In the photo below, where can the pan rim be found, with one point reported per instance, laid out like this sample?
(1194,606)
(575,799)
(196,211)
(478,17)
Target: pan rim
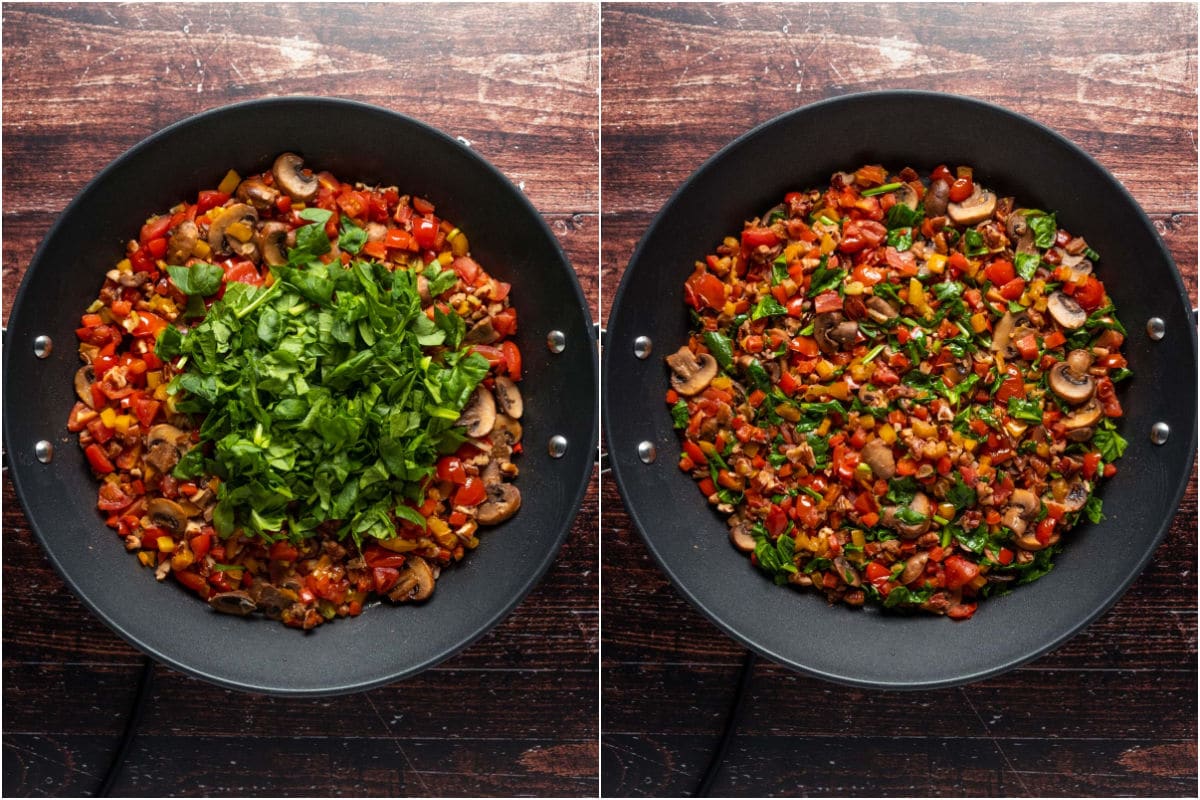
(642,524)
(575,497)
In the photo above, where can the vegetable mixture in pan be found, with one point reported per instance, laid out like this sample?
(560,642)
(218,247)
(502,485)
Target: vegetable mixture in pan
(900,390)
(300,394)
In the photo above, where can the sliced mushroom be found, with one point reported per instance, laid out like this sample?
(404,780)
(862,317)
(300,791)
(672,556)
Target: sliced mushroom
(223,244)
(847,572)
(270,599)
(505,433)
(273,238)
(479,415)
(255,192)
(741,536)
(233,602)
(503,500)
(165,445)
(880,310)
(915,567)
(1084,416)
(481,332)
(289,176)
(84,378)
(877,455)
(167,515)
(183,242)
(833,331)
(1073,386)
(936,198)
(415,581)
(508,397)
(973,210)
(1077,497)
(691,374)
(1066,311)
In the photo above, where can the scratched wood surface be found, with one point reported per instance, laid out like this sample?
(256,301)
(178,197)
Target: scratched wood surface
(515,713)
(1111,713)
____________________
- STATED GOAL -
Rewrite the records starting with the line that contains "In the photo above, where can the vegetable" and going on through the end of the records, replacing "sliced mushroom" with "mushroom slice" and leaving everything else unchanged.

- FINAL ANSWER -
In the photo above, where can the vegetable mixture in pan be found, with one point reported per instance, laid out like this sample?
(560,642)
(218,247)
(502,485)
Target: vegetable mixture in pan
(900,390)
(300,394)
In the photo above, where can the mushroom slice be found, with one point reported per instance, laid out like this sample?
(404,780)
(862,317)
(300,791)
(672,556)
Target: mushroom slice
(223,244)
(847,572)
(270,599)
(505,433)
(273,238)
(479,415)
(255,192)
(741,536)
(233,602)
(503,500)
(165,445)
(880,310)
(915,567)
(1084,416)
(481,332)
(289,176)
(84,378)
(877,455)
(167,515)
(183,242)
(833,331)
(1073,386)
(936,198)
(415,581)
(508,397)
(973,210)
(1077,497)
(691,374)
(1066,311)
In the photo above, where can the scratched wood surface be found, with one point reported per instance, laid out like this sample?
(256,301)
(178,197)
Target: scratched wood surface
(515,713)
(1111,713)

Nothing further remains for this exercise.